▶ ПИСЬМЕННОЕ ЗАДАНИЕ
Замените «trash can» на «waste bin» в отрывке от строки с «Task brief for annotators — identify every car wheel» по строку с «[300,224,330,239]» включительно. Приведите этот отрывок целиком и больше ничего в нем не меняйте.

▶ ДАННЫЕ
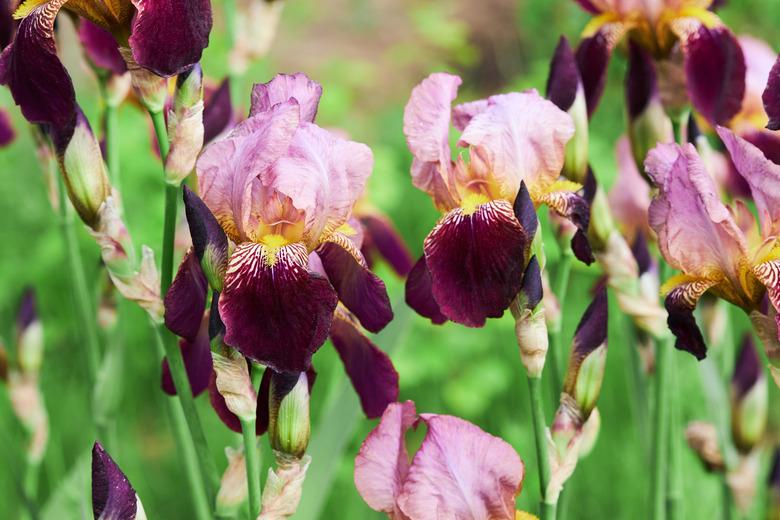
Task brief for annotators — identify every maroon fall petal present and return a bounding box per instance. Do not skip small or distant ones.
[130,0,212,78]
[0,0,76,131]
[219,243,338,372]
[425,200,526,327]
[79,19,127,76]
[317,242,393,332]
[330,310,398,419]
[683,25,745,125]
[164,251,208,338]
[92,442,138,520]
[360,215,413,276]
[406,255,447,325]
[761,57,780,130]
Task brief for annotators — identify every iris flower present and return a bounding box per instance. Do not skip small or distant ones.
[0,0,211,134]
[404,73,591,327]
[646,127,780,359]
[576,0,745,124]
[165,74,398,417]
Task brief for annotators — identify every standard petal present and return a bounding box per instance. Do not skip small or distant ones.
[645,144,747,287]
[165,251,208,339]
[130,0,211,78]
[355,401,420,518]
[330,309,398,419]
[92,442,146,520]
[683,25,745,125]
[424,200,527,327]
[406,255,447,325]
[398,414,525,520]
[0,0,76,131]
[404,72,461,209]
[219,243,338,372]
[458,91,574,201]
[360,215,414,277]
[249,72,322,123]
[79,20,127,76]
[317,233,393,332]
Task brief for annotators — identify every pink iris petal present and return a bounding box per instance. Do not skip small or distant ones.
[249,72,322,123]
[404,72,461,209]
[645,144,747,286]
[718,127,780,236]
[458,91,574,201]
[398,414,525,520]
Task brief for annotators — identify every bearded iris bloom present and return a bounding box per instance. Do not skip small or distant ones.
[576,0,745,124]
[404,73,591,327]
[646,128,780,359]
[0,0,211,133]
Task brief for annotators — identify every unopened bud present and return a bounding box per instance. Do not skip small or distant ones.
[55,109,111,228]
[268,372,311,458]
[215,447,249,518]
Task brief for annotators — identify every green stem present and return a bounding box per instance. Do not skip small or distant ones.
[241,419,260,518]
[528,377,555,520]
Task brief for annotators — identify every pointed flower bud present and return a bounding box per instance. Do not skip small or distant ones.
[731,335,769,453]
[54,108,111,228]
[268,369,311,458]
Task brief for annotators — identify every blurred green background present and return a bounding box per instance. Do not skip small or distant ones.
[0,0,780,519]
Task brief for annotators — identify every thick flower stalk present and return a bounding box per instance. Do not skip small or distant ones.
[404,73,591,327]
[355,401,525,520]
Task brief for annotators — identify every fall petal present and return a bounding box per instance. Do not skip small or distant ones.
[424,200,526,327]
[130,0,211,78]
[398,414,525,520]
[219,243,338,372]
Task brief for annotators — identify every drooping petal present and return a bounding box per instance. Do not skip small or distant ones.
[130,0,212,78]
[683,25,745,125]
[165,251,208,339]
[424,200,527,327]
[92,442,146,520]
[219,243,338,372]
[162,313,213,397]
[405,255,447,325]
[645,144,747,284]
[397,414,525,520]
[0,0,76,131]
[196,103,299,241]
[718,127,780,236]
[330,309,398,419]
[79,20,127,76]
[317,233,393,332]
[360,215,413,276]
[249,72,322,123]
[404,72,461,209]
[458,91,574,201]
[355,401,418,518]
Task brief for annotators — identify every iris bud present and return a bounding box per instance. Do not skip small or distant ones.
[268,372,311,458]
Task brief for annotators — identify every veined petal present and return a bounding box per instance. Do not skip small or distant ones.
[398,414,525,520]
[664,279,718,360]
[355,401,420,518]
[219,243,338,372]
[424,200,527,327]
[458,91,574,201]
[406,255,447,325]
[330,308,398,419]
[645,144,747,284]
[404,72,461,209]
[130,0,211,78]
[92,442,146,520]
[0,0,76,132]
[683,24,745,125]
[317,233,393,332]
[165,251,208,339]
[249,72,322,123]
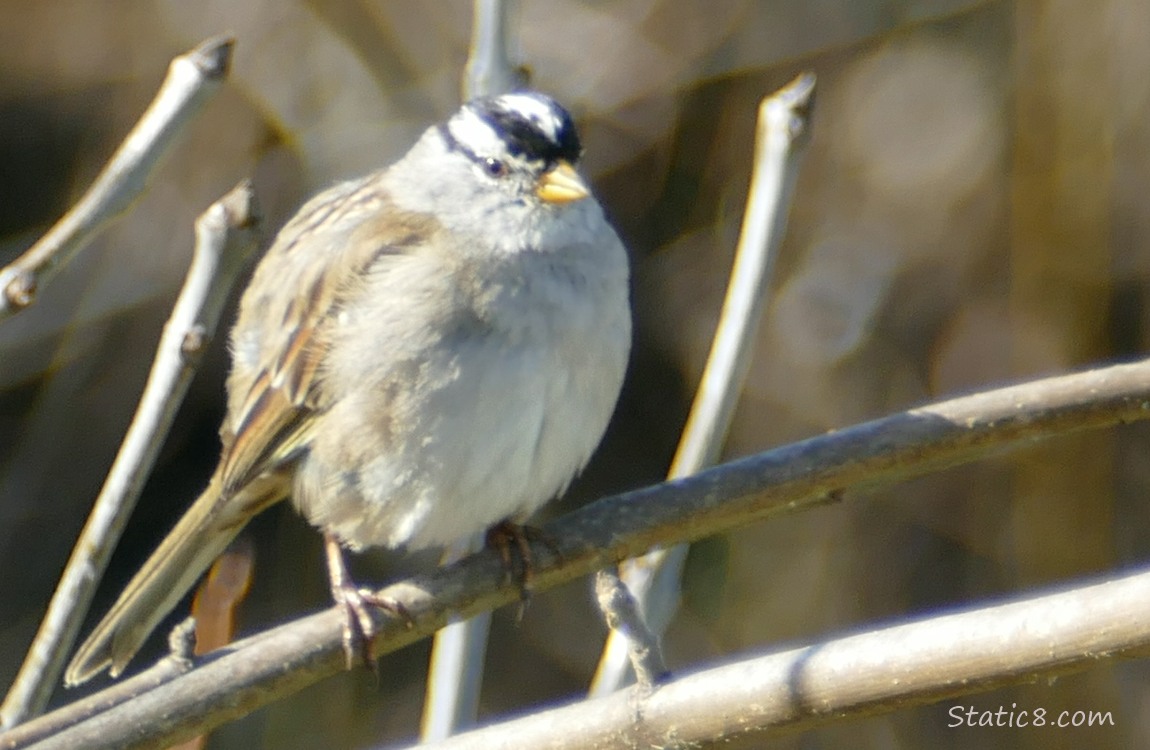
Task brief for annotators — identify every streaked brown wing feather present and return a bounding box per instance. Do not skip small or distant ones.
[222,174,434,492]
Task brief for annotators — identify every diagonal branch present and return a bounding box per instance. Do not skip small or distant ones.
[0,37,235,322]
[590,72,815,697]
[0,360,1150,750]
[0,182,258,727]
[420,561,1150,750]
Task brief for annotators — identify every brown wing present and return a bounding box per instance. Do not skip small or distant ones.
[222,176,429,493]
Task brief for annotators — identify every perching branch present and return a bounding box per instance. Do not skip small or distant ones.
[420,0,524,741]
[0,37,235,321]
[0,182,258,727]
[0,360,1150,750]
[463,0,526,101]
[590,72,814,697]
[421,571,1150,750]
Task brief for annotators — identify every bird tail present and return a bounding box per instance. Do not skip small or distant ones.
[64,475,283,687]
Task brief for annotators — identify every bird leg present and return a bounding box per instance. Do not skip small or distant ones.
[323,534,412,673]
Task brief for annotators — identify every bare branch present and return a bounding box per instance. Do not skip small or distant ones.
[420,536,491,742]
[421,572,1150,750]
[0,37,235,321]
[0,182,256,727]
[595,565,667,690]
[590,72,814,697]
[0,360,1150,750]
[420,0,524,742]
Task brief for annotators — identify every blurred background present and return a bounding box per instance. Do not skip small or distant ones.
[0,0,1150,749]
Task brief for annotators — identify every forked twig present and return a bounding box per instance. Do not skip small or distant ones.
[590,72,814,697]
[0,351,1150,750]
[0,37,235,321]
[0,181,258,727]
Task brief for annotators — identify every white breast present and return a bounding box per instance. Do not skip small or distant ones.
[287,224,630,549]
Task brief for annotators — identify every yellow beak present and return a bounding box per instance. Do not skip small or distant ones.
[535,161,591,204]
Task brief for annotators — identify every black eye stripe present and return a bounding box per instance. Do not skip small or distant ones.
[438,93,583,169]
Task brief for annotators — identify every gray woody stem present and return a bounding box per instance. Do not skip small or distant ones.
[409,571,1150,750]
[590,72,814,697]
[0,182,256,727]
[0,37,235,321]
[420,0,524,741]
[0,360,1150,750]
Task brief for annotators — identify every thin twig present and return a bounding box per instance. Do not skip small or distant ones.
[420,0,523,742]
[0,37,235,321]
[463,0,526,101]
[421,571,1150,750]
[420,536,491,742]
[590,72,814,697]
[595,565,667,691]
[0,182,256,727]
[0,360,1150,750]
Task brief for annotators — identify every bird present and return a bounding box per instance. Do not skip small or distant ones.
[64,90,631,686]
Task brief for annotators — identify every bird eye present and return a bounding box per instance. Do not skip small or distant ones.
[483,156,507,177]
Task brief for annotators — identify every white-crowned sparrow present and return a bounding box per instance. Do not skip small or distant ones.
[66,92,630,684]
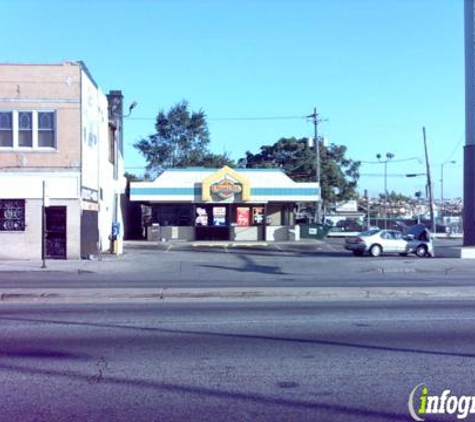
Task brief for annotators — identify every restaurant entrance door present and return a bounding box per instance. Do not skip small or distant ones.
[195,204,231,240]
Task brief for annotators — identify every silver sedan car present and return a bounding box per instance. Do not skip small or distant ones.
[345,226,434,258]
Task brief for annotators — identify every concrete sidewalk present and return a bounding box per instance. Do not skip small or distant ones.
[0,286,475,306]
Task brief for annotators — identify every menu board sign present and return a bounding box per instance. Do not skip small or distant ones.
[236,207,250,226]
[213,207,226,226]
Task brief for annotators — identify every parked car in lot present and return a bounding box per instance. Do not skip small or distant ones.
[345,224,434,258]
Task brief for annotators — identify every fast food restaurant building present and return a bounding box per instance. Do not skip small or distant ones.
[130,167,320,241]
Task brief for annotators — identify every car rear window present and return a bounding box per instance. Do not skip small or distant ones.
[360,230,379,236]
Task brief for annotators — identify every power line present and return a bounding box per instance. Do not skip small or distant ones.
[128,116,307,122]
[445,135,463,161]
[360,157,421,164]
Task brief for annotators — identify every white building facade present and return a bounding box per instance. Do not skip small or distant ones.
[0,62,125,259]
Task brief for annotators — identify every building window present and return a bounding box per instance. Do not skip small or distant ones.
[0,111,13,148]
[38,111,55,148]
[0,199,25,232]
[18,111,33,148]
[0,110,56,150]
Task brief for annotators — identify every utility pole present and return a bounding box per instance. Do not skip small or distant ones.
[463,0,475,246]
[422,126,436,234]
[307,107,322,224]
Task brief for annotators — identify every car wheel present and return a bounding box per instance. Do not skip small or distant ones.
[369,245,383,257]
[416,245,427,258]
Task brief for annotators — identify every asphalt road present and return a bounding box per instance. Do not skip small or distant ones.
[0,302,475,422]
[0,240,475,288]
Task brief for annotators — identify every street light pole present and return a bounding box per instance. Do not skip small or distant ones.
[376,152,394,229]
[307,107,322,224]
[422,126,437,234]
[440,160,456,218]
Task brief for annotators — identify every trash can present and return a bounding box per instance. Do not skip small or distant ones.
[300,224,330,239]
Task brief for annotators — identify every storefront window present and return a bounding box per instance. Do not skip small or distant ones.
[213,207,226,226]
[236,207,250,226]
[156,204,193,226]
[195,207,208,226]
[252,207,264,226]
[0,199,25,232]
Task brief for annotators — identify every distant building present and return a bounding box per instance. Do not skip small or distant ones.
[0,62,125,259]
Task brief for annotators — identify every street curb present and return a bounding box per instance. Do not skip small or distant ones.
[0,286,475,303]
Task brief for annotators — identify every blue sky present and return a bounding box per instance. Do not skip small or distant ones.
[0,0,464,197]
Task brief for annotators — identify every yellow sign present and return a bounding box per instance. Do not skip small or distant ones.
[202,166,251,202]
[211,179,242,199]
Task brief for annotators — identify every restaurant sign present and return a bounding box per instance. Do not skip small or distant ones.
[211,178,242,199]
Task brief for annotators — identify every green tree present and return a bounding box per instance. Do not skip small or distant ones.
[134,101,232,172]
[246,138,360,205]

▶ ПОЛНЫЙ ОТВЕТ
Task brief for annotators — identify every car wheel present and return a bounding box per instance. Do not skip small or distant ones.
[369,245,383,257]
[416,245,427,258]
Task brief for annotators — identify every asphalt road present and return a bounding box per instance. Do not skip small or distant ones.
[0,302,475,422]
[0,240,475,288]
Task brief for annotators — identify every street light pole present and return a bounding box per instance. Do not skip small or distant ones.
[376,152,394,229]
[307,107,322,224]
[422,126,437,234]
[440,160,456,218]
Task brief for annotators — identify every waste bin present and return a bounding box per instance. Do not skip small or distant ones.
[300,224,330,239]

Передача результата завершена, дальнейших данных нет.